Entries from a pointing dataset:
━━━━━━━━━━━━━━━━━━━━

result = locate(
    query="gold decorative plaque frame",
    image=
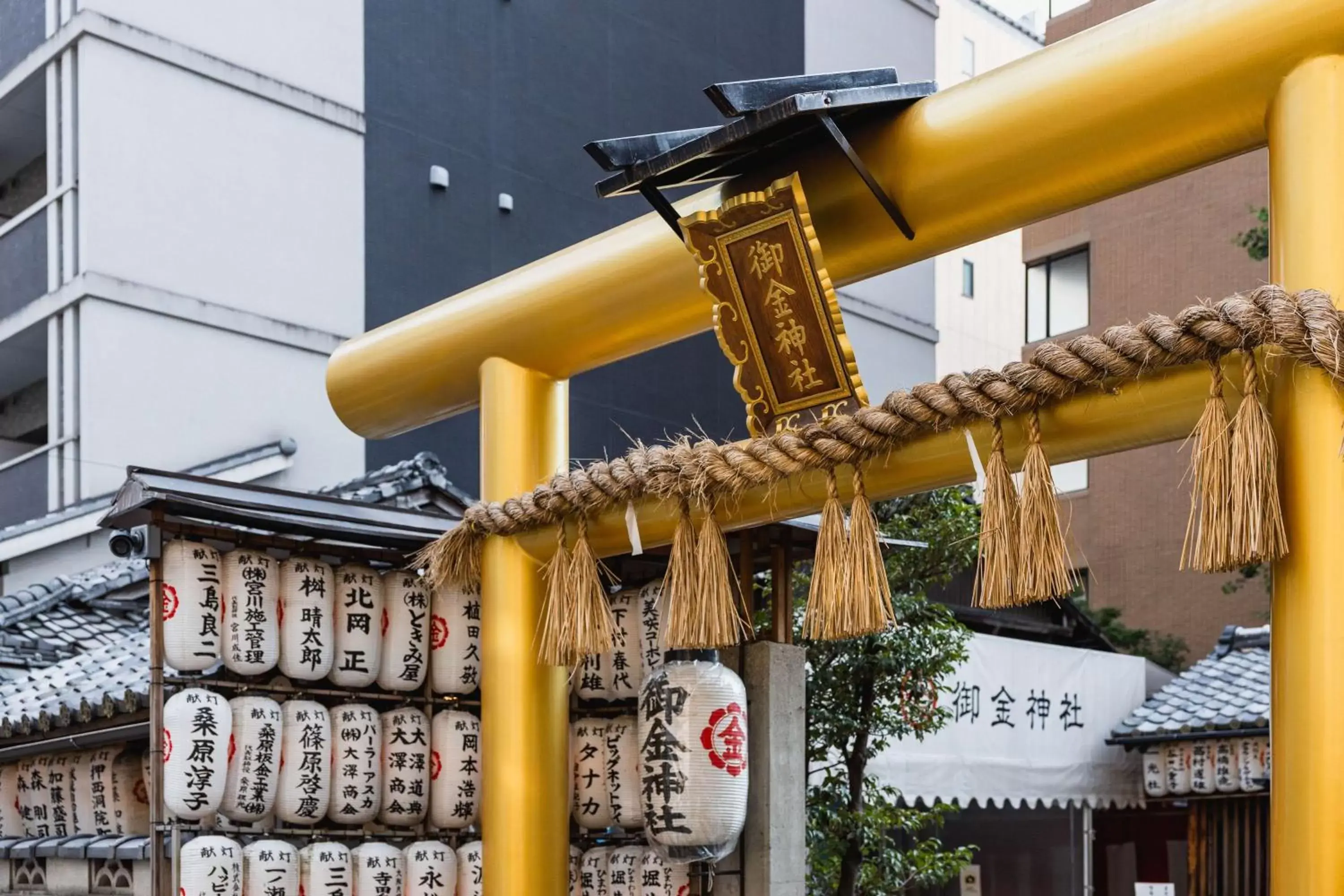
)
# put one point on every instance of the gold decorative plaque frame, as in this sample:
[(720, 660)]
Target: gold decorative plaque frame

━━━━━━━━━━━━━━━━━━━━

#### Task directions:
Copy the data above word for word, leaving out the pictures.

#### Task response:
result = locate(
    query="gold decorative plaque frame",
    image=
)
# put one point on every instance of the gold decorative plaque frame, as in this sample:
[(720, 660)]
Target: gold decorative plaque frame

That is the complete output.